* **Exercise passage**:
#####

Greenhouse Gas Emissions Comments Off on Greenhouse Gas Emissions

What is Greenhouse Gas?

Greenhouse gases, or short for GHGs, are compound gases that help in trapping heat or various longwave radiations present in the atmosphere. These gases’ presence in the atmosphere makes the Earth’s surface warmer. The shortwave radiation like sunlight is easily passing through these gases and even in the atmosphere. As soon as it was absorbed by the surface of the earth, it is being released as heat or longwave radiation. Then the heat-trapping phenomenon will occur which is known as the greenhouse effect. 

These greenhouse gases produce a ‘greenhouse effect’ which helps in warming the earth’s climate. There are various types of gases – carbon dioxide (CO2), nitrous oxide, methane, and other smaller concentration trace gases like the Fluorinated gases or F-gases. These gases are important in sustaining a comfortable temperature on the Earth. If these gases were absolutely not present in the atmosphere then the average surface temperature of the Earth would be around -18 degrees celsius below.

#####

* **Supplied entries**:
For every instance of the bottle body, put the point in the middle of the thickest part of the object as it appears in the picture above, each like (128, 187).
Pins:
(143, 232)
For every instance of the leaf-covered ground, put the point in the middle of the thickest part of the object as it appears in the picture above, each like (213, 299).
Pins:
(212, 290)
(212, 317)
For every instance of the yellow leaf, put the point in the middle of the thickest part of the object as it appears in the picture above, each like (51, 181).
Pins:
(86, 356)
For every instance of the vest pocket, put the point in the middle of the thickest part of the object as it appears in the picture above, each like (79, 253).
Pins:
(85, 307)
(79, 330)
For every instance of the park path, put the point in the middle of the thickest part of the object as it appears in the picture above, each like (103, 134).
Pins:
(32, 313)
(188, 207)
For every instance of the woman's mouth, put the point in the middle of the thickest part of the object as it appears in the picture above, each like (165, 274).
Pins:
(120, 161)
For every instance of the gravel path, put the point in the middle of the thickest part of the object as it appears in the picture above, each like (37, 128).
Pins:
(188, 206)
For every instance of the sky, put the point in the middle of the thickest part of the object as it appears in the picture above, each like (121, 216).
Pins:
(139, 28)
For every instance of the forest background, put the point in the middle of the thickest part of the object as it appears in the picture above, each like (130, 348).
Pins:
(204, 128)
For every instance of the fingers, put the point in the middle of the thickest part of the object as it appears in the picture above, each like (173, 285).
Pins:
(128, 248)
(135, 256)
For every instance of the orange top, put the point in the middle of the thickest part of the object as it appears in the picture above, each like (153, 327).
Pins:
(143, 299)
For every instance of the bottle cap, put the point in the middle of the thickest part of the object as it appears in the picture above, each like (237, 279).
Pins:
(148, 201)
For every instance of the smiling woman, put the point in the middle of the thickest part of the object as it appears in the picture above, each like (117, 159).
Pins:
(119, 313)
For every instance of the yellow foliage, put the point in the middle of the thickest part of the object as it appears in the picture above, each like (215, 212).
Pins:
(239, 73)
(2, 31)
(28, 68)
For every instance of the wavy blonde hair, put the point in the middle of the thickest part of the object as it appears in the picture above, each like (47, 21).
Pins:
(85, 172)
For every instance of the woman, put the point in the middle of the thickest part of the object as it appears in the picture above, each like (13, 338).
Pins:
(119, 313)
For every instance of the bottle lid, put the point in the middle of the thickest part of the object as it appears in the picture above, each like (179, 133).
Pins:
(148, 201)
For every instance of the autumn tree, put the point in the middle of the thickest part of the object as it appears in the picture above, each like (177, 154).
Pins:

#####

* **Exercise prompt**:
According to the passage on greenhouse gas emissions, what is the heat-trapping phenomenon called?

* **Response to this task**:
The greenhouse effect.